● EXCERPT TO READ

────

AutoLegend: A User Feedback-Driven Adaptive Legend Generator for Visualizations

TL;DR

AutoLegend tackles the problem of missing or poorly designed legends in visualizations by defining a five‑dimensional design space for legends and implementing a user feedback‑driven, real‑time legend generator. The system extracts iconic symbols and mapping channels, searches a high‑dimensional legend space with a genetic algorithm, and scores candidates with a quality assessment model that adapts online via adversarial training guided by user edits. It demonstrates bidirectional legend–visualization interactions and supports both single‑ and multi‑channel legends, with a user study showing that preference‑adjusted legends outperform defaults and that the model can learn user tastes. The work advances practical legend design by enabling automatic, adaptive legend generation and human‑AI collaboration to improve readability, mapping clarity, and visualization retargeting in real time.

Abstract

We propose AutoLegend to generate interactive visualization legends using online learning with user feedback. AutoLegend accurately extracts symbols and channels from visualizations and then generates quality legends. AutoLegend enables a two-way interaction between legends and interactions, including highlighting, filtering, data retrieval, and retargeting. After analyzing visualization legends from IEEE VIS papers over the past 20 years, we summarized the design space and evaluation metrics for legend design in visualizations, particularly charts. The generation process consists of three interrelated components: a legend search agent, a feedback model, and an adversarial loss model. The search agent determines suitable legend solutions by exploring the design space and receives guidance from the feedback model through scalar scores. The feedback model is continuously updated by the adversarial loss model based on user input. The user study revealed that AutoLegend can learn users' preferences through legend editing.

Figures (10)

• Figure 1: Representative legends from IEEE VIS papers. (a) Text as symbol goodcase_a; (b) Text accompanying a symbol goodcase_b; (c) Text-embedded symbolgoodcase_c; (d) Continuous color legend goodcase_d_upgoodcase_d_down; (e) Connected symbol layout goodcase_e_upgoodcase_e_middle_down; (f) Non-uniform symbol layout goodcase_f; (g) Nested symbol layoutgoodcase_g; (h) Matrix form with color-discrete symbol goodcase_h; (i) Continuous matrix form goodcase_i; (j) Flattened form goodcase_j; (k) Paralleled form goodcase_k; (l) Data-encoded symbolgoodcase_l.

────

● RECORDED INFORMATION
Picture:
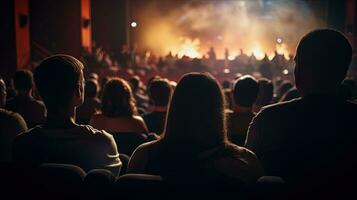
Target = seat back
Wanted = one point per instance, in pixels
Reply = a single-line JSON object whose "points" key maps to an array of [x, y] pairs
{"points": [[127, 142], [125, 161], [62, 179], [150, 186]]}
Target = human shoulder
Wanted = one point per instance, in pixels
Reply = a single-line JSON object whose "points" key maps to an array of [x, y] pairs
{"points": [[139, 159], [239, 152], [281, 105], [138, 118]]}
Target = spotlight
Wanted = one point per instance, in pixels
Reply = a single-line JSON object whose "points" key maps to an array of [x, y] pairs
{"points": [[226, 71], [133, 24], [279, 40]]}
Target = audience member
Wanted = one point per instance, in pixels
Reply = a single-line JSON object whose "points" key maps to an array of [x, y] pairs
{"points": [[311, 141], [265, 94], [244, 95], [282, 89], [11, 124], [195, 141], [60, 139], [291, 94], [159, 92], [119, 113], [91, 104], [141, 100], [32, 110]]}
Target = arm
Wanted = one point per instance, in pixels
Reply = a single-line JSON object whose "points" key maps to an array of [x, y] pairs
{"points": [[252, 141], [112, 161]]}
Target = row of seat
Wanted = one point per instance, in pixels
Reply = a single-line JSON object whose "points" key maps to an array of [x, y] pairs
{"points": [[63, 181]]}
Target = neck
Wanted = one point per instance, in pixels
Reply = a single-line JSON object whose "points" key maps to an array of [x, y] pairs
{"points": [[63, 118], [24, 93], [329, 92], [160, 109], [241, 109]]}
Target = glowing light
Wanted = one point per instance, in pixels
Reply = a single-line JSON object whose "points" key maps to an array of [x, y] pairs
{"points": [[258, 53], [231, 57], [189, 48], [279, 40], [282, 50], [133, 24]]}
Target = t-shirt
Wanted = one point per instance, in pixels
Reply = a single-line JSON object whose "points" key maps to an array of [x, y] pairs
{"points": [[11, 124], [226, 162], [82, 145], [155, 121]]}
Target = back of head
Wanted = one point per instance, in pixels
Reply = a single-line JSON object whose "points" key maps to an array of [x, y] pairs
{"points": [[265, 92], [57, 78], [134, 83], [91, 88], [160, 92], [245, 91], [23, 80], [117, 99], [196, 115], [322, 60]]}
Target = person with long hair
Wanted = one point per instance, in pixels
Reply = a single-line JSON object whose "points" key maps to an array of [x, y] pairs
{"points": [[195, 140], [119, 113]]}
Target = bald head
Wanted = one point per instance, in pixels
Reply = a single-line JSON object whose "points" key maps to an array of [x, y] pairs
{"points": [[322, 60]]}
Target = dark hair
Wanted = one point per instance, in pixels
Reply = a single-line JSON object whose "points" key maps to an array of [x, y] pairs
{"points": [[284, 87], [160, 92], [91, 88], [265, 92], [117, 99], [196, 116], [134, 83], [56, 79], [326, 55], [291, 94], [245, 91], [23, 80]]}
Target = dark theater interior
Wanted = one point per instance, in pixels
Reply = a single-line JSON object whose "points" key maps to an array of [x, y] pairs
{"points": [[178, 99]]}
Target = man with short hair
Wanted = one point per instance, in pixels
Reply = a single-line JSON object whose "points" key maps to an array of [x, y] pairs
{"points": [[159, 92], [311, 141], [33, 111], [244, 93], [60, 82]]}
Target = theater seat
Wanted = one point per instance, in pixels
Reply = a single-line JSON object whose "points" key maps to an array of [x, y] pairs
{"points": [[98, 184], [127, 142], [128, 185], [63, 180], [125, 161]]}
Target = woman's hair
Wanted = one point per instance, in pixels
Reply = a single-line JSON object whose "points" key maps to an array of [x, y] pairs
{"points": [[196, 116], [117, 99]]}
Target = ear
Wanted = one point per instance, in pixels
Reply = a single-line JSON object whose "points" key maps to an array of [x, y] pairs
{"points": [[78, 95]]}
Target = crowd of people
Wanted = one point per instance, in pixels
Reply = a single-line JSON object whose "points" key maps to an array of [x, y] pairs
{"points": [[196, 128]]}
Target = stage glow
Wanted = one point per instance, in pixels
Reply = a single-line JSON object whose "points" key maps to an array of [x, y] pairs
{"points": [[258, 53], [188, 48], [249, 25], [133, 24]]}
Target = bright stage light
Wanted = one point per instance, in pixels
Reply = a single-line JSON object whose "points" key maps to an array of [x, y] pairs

────

● EXERCISE SET
[a] Answer these questions from the AutoLegend page:
(i) How many years of IEEE VIS papers were analyzed to build the legend design space?
(ii) What algorithm does the system use to search the legend space?
(iii) What kind of legend does Figure 1(d) show?
[b] Continue the AutoLegend page from the point after the Figure 1 caption.

● ANSWERS BY ITEM
[a]
(i) 20 years
(ii) A genetic algorithm
(iii) A continuous color legend

[b]
• Figure 2: The design space of a legend refers to the multi-dimensional space constituted by different design options of a legend. It includes five dimensions: the iconic symbol type of the legend, the mapping channel, the symbol layout, the text layout, and the layout of multiple channel legends.
• Figure 3: The workflow of AutoLegend begins with a visualization chart. After extracting representative markers and channels, the legend search agent conducts a solution search within the design space. The search process is guided by a quality assessment model that accepts evaluation metrics as input and outputs a scalar score for directing the legend search agent. The legend with the highest score is sent to the front-end interface, where users can interact and adjust its settings. The adjustments to the legend settings reflect the user's preferences, which are used to update the parameters of quality assessment model via real-time adversarial training.
• Figure 4: The process of legend parsing involves two main parts: shape extraction and color extraction. Simple to complex shape elements will be obtained by shape matching, rotation algorithms, and clustering analysis to derive representative graphics and their shape-related channels. Color extraction starts with color clustering, then sorting the colors and finally classifying them into continuous, sequential, or discrete categories.
• Figure 5: The quality assessment model and adversarial loss. The quality assessment model assesses the metrics of various legends and user preferences to compute a score. Conversely, the adversarial loss scrutinizes whether the partial order of the two components corresponds with the user's anticipations. Finally, the quality assessment model is back-propagated with the adversarial loss.